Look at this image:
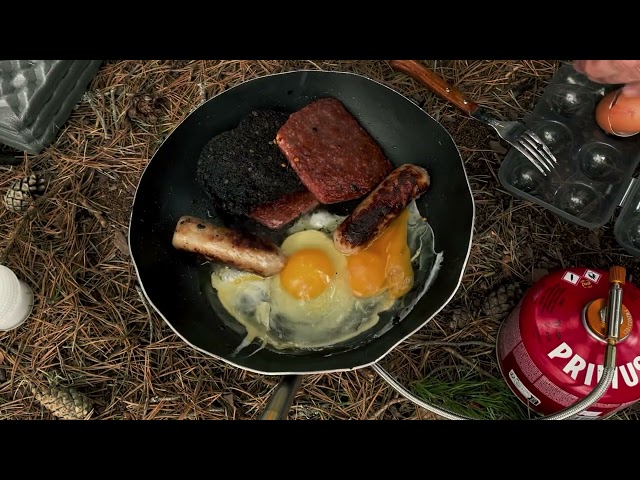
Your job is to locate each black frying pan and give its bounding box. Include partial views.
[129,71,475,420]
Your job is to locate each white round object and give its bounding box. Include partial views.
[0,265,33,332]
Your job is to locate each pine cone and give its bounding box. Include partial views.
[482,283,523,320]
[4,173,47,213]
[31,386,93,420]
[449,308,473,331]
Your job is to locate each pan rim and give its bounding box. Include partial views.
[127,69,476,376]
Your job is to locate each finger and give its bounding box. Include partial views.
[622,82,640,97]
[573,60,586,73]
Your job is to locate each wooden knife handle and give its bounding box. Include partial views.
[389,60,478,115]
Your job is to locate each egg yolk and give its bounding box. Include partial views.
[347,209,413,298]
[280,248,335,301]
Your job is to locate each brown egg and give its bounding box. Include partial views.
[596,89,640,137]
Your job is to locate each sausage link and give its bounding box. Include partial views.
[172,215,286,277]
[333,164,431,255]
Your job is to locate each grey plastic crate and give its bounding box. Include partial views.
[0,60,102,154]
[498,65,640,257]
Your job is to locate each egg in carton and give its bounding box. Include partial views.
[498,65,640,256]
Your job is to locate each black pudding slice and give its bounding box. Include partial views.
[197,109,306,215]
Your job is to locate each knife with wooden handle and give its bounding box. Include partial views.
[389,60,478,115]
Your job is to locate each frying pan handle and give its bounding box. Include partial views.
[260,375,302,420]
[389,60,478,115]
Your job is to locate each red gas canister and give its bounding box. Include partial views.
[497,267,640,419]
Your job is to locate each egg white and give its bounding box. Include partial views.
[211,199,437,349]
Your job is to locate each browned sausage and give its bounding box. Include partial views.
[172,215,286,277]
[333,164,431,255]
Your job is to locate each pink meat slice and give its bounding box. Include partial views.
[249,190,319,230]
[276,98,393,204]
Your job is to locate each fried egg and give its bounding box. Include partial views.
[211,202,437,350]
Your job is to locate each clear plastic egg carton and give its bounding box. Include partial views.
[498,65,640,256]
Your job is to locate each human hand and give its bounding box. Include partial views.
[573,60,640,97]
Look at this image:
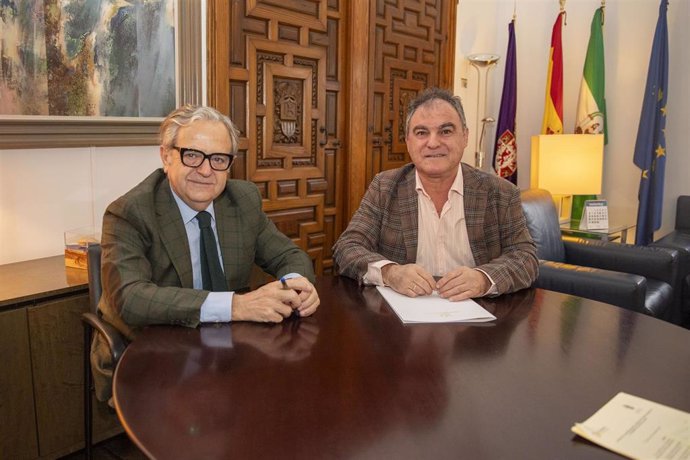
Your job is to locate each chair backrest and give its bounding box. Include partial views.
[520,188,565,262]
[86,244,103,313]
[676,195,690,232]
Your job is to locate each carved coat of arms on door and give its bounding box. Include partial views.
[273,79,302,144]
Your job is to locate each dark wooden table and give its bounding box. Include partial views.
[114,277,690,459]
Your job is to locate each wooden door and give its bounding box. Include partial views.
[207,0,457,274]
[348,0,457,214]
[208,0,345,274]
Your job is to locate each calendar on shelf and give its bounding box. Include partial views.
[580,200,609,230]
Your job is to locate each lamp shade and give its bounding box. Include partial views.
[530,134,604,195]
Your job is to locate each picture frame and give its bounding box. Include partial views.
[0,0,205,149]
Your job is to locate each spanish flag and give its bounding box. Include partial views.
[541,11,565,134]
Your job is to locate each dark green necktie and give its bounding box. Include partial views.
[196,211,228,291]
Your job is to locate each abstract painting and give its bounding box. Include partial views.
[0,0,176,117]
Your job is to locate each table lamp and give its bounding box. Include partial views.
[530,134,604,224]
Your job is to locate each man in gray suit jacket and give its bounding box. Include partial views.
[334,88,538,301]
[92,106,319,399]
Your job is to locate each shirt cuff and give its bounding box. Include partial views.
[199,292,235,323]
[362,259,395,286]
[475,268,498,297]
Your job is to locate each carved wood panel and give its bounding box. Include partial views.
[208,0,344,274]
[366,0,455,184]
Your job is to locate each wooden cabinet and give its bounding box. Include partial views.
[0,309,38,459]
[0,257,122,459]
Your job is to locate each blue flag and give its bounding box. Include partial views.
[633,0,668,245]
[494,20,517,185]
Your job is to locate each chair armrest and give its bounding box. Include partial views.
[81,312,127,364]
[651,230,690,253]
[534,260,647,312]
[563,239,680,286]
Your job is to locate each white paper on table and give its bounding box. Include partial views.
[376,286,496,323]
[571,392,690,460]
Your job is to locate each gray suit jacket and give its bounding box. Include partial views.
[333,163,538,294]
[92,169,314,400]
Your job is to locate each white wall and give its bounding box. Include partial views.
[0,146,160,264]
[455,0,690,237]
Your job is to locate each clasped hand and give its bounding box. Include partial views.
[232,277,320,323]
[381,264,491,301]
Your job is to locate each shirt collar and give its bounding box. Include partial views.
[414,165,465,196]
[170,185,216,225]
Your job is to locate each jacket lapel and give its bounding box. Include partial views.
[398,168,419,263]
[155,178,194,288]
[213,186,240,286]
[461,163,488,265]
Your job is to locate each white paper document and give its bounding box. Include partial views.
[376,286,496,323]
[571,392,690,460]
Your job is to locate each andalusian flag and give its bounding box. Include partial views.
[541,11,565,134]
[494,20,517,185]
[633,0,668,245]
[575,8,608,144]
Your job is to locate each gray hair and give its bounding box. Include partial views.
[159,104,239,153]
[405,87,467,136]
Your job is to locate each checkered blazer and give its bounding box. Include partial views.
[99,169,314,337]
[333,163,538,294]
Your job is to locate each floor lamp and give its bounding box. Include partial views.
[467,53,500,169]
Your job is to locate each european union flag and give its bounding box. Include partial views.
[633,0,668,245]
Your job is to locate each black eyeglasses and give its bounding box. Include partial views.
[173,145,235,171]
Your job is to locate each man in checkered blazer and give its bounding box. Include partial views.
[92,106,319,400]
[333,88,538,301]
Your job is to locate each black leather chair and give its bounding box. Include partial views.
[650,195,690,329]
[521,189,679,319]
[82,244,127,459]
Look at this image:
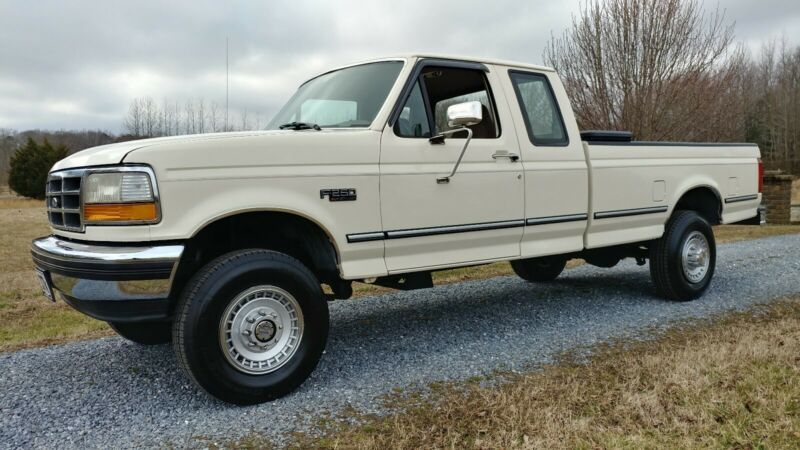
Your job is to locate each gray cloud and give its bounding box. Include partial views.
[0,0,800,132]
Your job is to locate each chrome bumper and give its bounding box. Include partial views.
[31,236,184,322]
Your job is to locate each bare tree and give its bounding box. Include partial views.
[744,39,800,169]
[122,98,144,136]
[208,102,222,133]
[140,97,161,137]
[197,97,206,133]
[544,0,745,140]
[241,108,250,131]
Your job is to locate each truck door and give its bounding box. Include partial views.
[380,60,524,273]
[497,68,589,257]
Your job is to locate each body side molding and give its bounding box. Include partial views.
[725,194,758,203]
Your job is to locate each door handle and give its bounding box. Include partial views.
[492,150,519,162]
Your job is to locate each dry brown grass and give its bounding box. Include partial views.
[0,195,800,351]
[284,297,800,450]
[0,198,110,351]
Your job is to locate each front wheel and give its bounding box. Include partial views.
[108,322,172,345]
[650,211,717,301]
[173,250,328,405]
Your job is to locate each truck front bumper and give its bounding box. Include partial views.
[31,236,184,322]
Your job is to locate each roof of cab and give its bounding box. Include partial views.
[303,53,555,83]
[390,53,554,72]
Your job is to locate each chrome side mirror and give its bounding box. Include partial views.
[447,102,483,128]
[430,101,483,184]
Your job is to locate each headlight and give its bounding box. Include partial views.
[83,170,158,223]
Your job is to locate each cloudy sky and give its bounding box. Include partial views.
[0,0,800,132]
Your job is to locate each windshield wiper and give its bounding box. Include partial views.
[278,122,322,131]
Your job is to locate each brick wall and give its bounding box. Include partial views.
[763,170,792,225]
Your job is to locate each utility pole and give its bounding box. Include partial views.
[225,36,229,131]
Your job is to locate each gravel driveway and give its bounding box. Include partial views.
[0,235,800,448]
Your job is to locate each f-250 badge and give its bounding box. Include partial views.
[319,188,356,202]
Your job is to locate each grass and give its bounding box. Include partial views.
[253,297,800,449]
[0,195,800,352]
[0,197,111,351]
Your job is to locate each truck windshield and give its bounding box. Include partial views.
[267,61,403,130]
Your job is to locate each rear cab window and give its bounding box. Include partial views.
++++++
GIVEN INSTRUCTION:
Rewrite the stretch of the records from the line containing "Your job is to locate each brick" through the line containing "[319,188,356,202]", substituting "telephone pole" for "utility pole" and leaving everything else unchanged.

ANSWER TO THIS TASK:
Your job is to locate each brick wall and give its bounding box. Include partial views.
[763,170,792,225]
Your job is to locate each telephone pole and give its bounding box. Include partial views.
[225,36,229,131]
Your job is to locate each gravel driveway and give its bounding box. Include partial views.
[0,235,800,448]
Your job is to locate each f-250 badge and give its bounding box. Include partial views.
[319,188,356,202]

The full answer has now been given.